_TASK DIRECTIONS_
Retype exactly the lines from the line with "Where can you find the bird's long" to the end of the data, keeping both boundary lines.
Start of RECORDS PROVIDED
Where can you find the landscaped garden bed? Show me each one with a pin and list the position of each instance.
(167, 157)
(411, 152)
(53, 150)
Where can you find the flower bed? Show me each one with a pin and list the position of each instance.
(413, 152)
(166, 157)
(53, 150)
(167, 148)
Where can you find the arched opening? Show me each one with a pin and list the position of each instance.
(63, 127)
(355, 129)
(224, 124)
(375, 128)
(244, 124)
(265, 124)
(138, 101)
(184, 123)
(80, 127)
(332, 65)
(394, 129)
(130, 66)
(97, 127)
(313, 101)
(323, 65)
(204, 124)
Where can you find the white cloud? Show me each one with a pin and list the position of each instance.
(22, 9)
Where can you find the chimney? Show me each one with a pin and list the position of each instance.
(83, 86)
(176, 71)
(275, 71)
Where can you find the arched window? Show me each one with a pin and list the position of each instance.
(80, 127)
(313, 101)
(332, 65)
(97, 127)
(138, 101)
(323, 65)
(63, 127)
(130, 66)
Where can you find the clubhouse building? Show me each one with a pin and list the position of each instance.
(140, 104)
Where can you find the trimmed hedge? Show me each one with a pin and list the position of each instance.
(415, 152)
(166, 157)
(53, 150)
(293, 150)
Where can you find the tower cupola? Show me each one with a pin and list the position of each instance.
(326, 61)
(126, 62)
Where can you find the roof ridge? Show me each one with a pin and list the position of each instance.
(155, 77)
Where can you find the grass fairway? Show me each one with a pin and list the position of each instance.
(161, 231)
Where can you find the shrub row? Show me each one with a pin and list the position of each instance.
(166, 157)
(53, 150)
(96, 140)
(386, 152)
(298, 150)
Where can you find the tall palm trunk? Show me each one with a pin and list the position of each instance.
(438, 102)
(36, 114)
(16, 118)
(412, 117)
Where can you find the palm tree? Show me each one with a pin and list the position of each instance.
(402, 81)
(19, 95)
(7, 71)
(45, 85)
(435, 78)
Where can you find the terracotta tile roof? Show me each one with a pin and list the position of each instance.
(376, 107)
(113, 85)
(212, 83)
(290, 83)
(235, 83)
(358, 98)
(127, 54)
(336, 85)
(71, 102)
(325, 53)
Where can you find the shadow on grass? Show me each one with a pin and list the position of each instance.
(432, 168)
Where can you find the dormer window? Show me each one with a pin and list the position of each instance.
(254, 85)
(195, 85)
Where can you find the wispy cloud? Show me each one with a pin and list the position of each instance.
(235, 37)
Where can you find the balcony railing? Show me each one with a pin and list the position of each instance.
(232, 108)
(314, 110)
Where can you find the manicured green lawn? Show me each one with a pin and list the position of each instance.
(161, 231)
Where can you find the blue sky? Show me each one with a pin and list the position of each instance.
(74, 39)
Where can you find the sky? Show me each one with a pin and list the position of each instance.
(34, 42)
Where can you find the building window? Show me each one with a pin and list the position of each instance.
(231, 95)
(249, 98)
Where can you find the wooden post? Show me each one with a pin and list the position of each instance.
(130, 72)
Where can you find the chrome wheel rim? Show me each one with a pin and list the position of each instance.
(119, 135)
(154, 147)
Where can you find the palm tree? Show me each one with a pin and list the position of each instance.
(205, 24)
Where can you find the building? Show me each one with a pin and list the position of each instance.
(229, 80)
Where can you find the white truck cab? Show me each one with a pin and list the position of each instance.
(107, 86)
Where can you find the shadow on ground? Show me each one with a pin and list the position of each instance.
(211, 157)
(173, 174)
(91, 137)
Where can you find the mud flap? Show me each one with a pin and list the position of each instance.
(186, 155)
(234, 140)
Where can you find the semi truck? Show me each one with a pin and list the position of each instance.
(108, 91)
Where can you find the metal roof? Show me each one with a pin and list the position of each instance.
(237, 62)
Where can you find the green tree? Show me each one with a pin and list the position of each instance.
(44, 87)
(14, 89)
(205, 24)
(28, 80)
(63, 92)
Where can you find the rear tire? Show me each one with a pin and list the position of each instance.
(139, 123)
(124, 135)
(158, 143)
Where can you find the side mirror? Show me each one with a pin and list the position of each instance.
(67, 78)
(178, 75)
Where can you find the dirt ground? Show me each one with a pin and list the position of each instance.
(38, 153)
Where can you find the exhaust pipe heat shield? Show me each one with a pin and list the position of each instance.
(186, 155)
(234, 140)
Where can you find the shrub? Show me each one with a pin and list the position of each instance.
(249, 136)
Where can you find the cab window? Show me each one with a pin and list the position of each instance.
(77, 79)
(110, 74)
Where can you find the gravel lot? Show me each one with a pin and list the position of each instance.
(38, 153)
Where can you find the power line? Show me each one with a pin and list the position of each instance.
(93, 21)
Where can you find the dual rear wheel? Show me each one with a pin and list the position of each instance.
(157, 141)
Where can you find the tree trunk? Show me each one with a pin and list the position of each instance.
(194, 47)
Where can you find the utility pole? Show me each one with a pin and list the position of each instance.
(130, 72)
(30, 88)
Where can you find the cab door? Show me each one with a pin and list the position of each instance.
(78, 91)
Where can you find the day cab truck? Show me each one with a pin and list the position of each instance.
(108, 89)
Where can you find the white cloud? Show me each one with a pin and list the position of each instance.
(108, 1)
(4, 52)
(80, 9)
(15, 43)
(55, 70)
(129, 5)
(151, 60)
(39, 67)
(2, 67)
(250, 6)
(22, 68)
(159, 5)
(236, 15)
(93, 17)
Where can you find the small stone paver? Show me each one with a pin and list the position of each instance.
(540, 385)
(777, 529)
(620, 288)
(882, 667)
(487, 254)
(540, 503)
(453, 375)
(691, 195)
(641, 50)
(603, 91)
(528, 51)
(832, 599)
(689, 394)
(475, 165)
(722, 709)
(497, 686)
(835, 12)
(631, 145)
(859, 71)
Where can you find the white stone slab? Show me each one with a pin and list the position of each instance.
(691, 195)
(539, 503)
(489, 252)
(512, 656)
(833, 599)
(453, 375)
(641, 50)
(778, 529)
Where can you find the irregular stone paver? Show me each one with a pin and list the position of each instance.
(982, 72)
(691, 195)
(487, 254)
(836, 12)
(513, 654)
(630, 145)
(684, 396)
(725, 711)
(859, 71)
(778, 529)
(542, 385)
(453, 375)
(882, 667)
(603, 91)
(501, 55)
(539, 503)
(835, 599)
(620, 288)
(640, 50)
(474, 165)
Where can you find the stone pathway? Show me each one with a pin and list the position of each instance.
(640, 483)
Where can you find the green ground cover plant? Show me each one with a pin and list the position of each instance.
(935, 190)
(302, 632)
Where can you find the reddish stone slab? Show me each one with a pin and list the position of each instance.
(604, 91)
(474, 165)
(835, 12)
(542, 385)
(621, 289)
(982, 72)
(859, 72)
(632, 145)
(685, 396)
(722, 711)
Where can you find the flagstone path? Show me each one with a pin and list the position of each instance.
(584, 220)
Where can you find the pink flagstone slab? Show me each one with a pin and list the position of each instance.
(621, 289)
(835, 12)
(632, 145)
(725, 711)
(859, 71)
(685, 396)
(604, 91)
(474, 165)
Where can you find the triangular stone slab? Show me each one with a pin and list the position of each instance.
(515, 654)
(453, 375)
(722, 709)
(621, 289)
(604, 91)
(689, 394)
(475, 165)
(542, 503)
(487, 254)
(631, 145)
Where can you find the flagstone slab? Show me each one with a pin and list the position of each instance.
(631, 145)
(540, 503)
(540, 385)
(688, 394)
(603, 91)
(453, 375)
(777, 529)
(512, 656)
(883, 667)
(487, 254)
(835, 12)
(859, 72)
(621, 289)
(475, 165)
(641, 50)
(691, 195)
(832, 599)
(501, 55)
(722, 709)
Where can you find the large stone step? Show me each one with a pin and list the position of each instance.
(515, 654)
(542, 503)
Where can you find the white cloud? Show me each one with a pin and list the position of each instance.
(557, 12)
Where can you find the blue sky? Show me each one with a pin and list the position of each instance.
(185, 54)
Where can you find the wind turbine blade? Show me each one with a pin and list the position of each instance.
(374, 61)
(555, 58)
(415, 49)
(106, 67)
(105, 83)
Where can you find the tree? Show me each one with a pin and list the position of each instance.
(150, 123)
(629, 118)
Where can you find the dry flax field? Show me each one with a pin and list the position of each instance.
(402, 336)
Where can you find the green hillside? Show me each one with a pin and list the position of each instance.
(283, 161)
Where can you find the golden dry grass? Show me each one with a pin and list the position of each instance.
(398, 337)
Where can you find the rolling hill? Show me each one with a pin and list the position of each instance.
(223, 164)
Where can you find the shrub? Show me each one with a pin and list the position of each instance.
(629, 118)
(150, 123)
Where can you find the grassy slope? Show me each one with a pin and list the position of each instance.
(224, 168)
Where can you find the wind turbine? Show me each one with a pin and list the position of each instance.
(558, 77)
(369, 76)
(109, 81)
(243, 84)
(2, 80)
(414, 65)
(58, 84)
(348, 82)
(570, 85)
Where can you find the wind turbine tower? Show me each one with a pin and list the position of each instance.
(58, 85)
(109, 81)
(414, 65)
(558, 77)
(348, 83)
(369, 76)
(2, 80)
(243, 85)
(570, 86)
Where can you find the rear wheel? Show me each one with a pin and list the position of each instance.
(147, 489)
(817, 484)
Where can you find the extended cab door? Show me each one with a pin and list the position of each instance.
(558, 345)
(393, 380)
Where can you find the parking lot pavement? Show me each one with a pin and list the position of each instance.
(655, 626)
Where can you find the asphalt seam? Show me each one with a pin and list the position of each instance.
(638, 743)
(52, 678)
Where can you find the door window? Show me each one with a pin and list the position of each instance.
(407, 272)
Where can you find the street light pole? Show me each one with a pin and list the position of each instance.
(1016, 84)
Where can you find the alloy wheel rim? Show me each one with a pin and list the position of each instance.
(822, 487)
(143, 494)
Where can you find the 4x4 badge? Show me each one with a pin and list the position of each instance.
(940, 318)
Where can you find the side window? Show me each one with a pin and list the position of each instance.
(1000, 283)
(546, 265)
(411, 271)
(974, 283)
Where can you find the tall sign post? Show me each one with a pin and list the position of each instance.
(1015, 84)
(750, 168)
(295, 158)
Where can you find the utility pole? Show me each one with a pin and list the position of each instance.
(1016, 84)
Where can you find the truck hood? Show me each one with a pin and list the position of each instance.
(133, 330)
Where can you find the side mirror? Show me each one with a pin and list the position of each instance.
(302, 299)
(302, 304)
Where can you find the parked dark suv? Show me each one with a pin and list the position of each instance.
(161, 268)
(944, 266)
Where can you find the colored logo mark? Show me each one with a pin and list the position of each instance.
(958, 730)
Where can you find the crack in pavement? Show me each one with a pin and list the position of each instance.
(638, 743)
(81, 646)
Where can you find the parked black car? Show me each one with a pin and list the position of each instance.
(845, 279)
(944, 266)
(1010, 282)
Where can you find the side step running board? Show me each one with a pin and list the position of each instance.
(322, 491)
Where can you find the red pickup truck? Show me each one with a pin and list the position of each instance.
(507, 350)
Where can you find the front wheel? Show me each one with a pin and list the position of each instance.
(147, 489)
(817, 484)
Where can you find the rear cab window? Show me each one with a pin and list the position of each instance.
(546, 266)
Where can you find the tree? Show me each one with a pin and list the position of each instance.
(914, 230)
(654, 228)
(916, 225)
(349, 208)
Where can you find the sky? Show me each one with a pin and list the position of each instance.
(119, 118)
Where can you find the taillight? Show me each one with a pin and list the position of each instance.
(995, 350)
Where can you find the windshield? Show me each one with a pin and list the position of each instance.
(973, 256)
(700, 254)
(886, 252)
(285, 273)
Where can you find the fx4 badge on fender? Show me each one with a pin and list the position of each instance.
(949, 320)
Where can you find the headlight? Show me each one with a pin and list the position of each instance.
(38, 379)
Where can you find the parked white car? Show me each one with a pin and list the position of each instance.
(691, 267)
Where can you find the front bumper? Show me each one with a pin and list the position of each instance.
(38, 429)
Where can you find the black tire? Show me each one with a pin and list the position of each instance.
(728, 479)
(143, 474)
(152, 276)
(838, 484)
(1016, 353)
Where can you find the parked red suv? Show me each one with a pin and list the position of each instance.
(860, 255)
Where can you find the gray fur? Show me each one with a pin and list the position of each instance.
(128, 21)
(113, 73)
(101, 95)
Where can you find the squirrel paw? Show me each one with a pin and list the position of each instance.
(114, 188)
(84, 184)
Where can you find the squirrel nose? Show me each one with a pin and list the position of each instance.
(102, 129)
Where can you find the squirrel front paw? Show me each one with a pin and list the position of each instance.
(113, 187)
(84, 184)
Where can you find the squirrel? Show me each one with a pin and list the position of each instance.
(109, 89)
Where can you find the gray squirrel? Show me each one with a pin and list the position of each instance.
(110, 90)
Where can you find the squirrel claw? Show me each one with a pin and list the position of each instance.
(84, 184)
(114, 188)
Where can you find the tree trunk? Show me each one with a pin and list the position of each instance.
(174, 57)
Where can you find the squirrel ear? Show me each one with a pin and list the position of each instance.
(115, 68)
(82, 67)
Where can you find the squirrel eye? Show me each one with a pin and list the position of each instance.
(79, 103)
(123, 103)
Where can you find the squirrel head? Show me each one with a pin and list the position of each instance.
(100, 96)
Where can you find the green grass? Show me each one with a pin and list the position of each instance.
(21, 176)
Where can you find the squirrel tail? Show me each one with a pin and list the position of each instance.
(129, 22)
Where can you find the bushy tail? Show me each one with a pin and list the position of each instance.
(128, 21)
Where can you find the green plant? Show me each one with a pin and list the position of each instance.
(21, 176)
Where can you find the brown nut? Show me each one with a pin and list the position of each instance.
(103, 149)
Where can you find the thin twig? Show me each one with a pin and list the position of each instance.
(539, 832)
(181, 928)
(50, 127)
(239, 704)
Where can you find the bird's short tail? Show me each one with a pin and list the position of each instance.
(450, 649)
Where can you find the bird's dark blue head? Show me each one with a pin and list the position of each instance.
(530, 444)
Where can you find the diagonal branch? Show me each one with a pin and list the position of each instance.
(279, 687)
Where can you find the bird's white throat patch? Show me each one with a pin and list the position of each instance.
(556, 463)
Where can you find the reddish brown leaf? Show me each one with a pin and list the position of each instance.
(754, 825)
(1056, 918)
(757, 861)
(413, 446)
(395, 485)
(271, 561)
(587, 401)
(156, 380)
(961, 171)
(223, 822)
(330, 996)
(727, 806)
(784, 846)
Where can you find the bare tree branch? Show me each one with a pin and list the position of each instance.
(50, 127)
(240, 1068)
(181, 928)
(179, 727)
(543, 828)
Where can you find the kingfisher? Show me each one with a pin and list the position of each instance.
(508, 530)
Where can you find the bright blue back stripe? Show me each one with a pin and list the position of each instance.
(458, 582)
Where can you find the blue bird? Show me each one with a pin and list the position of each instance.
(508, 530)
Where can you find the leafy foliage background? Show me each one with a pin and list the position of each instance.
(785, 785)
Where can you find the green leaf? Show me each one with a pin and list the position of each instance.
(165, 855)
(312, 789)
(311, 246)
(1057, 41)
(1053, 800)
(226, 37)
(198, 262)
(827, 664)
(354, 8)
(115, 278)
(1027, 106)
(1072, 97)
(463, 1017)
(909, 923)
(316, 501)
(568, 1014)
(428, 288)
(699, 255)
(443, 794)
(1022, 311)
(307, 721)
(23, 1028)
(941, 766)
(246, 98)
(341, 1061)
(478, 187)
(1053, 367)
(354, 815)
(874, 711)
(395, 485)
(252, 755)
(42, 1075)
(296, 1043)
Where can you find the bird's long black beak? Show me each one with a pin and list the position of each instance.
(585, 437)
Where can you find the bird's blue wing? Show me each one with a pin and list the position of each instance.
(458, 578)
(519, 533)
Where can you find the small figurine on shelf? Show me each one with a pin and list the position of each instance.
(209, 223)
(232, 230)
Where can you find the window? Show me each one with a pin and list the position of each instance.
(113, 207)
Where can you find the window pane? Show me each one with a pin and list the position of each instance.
End of RECORDS PROVIDED
_FINISHED TASK_
Where can you find the bird's long black beak? Show me each one with a pin and list the position of each instance.
(585, 437)
Where can you find the bird's blue wing? Show me each one with a pin and list the position of each instance.
(458, 578)
(519, 533)
Where can you find the small figurine on shelf? Show me each one with a pin and list the position of each instance.
(209, 223)
(232, 230)
Where can you find the window? Show me each one with a pin and list the position of each instance.
(113, 207)
Where can you find the window pane? Show me each one with a pin and list the position of each instance.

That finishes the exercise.